── Raw records ──
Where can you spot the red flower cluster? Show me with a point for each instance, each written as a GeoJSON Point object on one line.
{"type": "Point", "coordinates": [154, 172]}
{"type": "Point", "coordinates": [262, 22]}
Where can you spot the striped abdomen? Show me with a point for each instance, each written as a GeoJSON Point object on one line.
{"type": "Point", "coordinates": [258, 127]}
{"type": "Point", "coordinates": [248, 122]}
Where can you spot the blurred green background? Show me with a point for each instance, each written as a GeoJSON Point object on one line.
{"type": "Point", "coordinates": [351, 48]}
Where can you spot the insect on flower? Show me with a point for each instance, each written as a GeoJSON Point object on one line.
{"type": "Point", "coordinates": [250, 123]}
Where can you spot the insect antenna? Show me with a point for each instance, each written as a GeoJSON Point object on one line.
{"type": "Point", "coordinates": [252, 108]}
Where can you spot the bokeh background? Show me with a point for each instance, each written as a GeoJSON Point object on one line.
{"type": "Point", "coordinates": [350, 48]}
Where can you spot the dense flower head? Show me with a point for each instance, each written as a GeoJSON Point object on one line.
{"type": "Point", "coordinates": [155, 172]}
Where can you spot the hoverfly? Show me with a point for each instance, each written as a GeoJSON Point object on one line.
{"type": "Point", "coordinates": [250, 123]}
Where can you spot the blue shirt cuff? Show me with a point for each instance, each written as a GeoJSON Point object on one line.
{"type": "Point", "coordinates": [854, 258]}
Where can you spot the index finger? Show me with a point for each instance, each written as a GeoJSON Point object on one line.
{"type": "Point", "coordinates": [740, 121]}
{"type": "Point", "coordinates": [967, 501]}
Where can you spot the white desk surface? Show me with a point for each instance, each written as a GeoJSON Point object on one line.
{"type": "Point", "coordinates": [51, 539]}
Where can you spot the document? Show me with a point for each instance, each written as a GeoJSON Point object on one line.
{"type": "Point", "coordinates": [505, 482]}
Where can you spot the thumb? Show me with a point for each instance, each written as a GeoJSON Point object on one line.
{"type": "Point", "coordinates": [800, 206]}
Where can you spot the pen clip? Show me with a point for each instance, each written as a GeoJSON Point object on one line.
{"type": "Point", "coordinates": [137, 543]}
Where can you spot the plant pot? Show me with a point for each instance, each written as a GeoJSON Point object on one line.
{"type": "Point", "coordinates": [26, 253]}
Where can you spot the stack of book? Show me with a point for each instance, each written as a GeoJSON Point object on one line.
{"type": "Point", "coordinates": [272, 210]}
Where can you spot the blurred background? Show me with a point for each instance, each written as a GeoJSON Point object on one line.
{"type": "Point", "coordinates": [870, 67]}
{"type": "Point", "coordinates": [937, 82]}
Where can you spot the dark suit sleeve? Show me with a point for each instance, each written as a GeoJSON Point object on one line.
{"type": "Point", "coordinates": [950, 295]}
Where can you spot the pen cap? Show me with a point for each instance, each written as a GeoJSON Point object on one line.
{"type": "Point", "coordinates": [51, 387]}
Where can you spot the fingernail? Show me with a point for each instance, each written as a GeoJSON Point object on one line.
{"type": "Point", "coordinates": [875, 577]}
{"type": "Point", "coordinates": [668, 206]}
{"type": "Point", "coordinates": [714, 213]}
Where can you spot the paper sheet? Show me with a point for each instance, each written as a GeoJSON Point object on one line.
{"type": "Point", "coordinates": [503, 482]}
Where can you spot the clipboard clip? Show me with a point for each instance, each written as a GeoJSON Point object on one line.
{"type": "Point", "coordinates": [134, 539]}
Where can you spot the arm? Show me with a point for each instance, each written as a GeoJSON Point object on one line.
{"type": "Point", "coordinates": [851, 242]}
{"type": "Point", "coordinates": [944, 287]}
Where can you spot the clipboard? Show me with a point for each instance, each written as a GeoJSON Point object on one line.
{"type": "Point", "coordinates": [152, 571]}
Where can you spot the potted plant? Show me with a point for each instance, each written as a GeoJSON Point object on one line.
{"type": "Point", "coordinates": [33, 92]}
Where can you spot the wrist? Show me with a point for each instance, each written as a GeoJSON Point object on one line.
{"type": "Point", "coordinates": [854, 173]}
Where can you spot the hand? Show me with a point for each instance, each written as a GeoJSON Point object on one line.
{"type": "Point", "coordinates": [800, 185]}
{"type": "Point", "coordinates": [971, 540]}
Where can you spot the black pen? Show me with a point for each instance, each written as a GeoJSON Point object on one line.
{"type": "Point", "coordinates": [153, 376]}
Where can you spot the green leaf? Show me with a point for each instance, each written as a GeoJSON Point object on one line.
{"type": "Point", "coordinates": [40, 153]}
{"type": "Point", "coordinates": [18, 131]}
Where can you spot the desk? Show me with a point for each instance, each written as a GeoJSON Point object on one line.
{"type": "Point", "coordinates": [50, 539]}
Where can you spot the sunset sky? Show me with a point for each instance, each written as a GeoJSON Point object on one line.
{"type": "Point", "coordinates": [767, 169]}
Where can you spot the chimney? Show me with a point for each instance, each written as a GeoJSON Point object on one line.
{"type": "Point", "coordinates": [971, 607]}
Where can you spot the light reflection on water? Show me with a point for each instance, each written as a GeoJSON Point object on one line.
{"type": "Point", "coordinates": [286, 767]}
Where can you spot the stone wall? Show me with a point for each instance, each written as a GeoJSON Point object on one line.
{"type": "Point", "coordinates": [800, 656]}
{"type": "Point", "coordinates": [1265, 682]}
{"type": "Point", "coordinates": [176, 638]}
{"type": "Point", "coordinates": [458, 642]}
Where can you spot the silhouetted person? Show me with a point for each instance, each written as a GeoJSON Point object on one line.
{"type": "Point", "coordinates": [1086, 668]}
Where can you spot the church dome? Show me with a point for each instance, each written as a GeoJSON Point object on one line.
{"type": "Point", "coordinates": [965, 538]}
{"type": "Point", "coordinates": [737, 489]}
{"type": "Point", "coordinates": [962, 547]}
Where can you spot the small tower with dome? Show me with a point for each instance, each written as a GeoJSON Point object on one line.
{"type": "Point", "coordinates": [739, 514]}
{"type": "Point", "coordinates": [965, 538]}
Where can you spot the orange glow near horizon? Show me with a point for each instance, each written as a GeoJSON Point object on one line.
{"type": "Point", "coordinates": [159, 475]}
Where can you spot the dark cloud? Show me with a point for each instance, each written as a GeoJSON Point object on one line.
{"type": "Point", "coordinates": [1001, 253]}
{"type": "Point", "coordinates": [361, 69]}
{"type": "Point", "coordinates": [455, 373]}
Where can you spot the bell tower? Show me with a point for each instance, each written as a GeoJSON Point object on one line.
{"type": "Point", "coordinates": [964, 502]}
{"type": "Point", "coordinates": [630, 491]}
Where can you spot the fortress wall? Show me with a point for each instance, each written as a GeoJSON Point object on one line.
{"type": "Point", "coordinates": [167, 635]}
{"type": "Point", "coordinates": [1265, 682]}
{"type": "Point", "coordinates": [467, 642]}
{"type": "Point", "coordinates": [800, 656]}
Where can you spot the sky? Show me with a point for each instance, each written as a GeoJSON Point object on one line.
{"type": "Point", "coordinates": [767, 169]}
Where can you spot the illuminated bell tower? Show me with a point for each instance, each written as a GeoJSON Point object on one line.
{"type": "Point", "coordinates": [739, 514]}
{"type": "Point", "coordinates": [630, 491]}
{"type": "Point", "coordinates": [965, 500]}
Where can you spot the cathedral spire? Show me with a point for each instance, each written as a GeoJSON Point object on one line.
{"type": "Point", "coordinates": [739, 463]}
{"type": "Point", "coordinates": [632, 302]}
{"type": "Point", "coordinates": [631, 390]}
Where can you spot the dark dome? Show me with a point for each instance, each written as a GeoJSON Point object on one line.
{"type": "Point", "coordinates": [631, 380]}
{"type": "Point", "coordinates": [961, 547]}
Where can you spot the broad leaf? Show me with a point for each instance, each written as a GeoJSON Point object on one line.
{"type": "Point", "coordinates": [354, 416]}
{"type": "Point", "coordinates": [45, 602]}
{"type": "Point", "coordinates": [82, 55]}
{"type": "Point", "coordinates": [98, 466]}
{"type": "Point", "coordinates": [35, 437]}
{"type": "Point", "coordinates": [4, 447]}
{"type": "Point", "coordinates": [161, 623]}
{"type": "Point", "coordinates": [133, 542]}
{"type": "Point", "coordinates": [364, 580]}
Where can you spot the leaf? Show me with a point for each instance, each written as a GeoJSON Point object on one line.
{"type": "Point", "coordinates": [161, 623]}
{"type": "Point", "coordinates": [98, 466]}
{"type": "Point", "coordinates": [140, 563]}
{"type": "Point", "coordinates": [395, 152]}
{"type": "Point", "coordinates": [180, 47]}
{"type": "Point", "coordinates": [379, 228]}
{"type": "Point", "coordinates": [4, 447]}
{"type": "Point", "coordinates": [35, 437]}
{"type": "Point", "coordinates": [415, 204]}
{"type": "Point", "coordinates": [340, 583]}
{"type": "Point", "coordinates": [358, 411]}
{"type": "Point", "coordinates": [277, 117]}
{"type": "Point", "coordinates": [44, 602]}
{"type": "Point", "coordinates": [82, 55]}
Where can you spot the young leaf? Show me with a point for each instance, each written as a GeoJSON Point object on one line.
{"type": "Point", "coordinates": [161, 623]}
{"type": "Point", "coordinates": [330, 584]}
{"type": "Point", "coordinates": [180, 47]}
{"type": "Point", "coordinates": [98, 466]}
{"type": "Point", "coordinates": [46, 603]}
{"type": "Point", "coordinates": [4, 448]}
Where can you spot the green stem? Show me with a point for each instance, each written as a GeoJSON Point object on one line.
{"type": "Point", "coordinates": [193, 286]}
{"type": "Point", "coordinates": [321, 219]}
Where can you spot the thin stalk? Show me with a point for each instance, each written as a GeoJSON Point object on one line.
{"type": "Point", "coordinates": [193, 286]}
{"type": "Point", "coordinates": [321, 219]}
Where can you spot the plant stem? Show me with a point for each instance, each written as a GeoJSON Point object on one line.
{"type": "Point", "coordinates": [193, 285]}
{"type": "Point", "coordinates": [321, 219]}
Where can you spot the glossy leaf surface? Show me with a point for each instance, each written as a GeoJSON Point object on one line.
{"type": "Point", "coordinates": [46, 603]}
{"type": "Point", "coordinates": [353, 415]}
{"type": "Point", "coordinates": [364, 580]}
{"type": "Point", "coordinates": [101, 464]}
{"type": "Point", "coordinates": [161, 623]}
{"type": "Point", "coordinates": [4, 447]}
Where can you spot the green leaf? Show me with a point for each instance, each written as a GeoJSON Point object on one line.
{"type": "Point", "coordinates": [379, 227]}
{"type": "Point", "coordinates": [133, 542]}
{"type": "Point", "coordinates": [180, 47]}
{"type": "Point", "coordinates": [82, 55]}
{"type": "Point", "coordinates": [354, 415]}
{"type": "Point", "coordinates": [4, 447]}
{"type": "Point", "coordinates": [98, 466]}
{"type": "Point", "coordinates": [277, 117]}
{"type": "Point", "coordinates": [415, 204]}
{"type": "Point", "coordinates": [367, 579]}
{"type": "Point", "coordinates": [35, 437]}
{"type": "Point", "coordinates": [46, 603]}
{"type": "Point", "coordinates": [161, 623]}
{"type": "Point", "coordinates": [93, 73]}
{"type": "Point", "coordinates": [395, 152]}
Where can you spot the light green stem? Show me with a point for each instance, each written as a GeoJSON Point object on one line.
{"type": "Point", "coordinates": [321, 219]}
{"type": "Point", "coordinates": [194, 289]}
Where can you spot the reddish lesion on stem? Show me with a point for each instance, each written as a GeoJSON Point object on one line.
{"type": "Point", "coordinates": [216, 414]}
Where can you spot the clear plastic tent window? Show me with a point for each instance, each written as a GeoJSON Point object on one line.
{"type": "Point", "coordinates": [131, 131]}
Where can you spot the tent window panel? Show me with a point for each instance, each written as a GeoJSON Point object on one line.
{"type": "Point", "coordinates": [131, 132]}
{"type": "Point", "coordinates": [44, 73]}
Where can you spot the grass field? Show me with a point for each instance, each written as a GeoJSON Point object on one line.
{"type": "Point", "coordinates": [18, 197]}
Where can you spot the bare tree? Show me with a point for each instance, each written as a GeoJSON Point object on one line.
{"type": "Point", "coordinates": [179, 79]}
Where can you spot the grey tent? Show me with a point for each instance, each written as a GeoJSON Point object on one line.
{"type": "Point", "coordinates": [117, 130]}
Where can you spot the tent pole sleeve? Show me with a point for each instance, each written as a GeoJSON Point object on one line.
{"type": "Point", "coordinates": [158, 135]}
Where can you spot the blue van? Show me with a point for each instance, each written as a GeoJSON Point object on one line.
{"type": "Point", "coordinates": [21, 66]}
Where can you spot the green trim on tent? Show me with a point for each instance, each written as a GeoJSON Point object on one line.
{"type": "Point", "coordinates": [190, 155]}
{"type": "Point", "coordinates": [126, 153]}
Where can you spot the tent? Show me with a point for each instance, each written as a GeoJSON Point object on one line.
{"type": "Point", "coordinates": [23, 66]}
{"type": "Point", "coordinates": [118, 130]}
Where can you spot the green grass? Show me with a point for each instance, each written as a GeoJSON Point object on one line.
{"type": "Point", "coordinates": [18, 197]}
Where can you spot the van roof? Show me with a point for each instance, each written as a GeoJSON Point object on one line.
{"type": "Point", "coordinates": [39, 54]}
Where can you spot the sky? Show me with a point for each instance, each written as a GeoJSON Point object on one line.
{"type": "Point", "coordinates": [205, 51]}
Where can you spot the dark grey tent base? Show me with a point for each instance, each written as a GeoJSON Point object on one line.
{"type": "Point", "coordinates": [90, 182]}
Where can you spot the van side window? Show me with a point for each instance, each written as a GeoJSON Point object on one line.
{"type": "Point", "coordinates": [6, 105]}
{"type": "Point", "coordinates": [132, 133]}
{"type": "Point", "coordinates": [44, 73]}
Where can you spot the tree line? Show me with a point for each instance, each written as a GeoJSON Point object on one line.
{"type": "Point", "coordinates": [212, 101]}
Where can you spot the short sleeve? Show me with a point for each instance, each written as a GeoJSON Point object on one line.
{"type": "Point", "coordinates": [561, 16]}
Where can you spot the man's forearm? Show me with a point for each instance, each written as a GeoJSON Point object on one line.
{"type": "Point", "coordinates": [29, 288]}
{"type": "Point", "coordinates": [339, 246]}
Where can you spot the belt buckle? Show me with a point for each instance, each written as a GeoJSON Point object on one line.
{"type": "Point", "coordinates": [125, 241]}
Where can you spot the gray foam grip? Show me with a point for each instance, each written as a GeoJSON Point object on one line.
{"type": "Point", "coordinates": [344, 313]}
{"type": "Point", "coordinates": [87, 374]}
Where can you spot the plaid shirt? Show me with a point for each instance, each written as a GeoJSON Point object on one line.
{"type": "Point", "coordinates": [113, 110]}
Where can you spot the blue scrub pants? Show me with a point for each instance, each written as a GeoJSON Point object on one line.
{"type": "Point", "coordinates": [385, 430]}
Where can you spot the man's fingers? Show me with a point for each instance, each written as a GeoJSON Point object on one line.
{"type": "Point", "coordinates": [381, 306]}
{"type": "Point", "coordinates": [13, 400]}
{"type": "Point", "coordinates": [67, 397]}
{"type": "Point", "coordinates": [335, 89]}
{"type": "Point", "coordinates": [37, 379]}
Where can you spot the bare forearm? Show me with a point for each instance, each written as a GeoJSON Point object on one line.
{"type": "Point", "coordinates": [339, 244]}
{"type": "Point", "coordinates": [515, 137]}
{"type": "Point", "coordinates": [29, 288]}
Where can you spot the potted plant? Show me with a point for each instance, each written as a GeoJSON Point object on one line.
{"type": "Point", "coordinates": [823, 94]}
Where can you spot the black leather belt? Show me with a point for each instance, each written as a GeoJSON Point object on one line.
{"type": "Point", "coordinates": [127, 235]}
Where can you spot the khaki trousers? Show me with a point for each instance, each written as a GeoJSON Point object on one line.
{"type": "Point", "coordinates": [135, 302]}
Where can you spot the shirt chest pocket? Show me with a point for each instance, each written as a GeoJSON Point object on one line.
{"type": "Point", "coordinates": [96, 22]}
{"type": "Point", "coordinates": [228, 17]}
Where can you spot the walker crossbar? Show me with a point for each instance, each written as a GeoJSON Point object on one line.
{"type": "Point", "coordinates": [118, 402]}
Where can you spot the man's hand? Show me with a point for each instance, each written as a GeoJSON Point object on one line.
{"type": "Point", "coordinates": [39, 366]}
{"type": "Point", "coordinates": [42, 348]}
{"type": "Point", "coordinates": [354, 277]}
───
**Short exercise**
Reproduce only the lines from the one containing "Where can you spot the walker" through the end of the records, requests included and unchanged. Scale every coordinate in the answers by 0.35, rounding each result to a whole number with halves rounded up.

**Completed task**
Where can you spot the walker crossbar? Show me with a point for each instance, each written as a GeoJSON Point object on one line.
{"type": "Point", "coordinates": [41, 141]}
Where can you spot the man's hand? Show me with a point for each instance, each written as a GeoJSON Point object on one line.
{"type": "Point", "coordinates": [14, 128]}
{"type": "Point", "coordinates": [15, 122]}
{"type": "Point", "coordinates": [124, 97]}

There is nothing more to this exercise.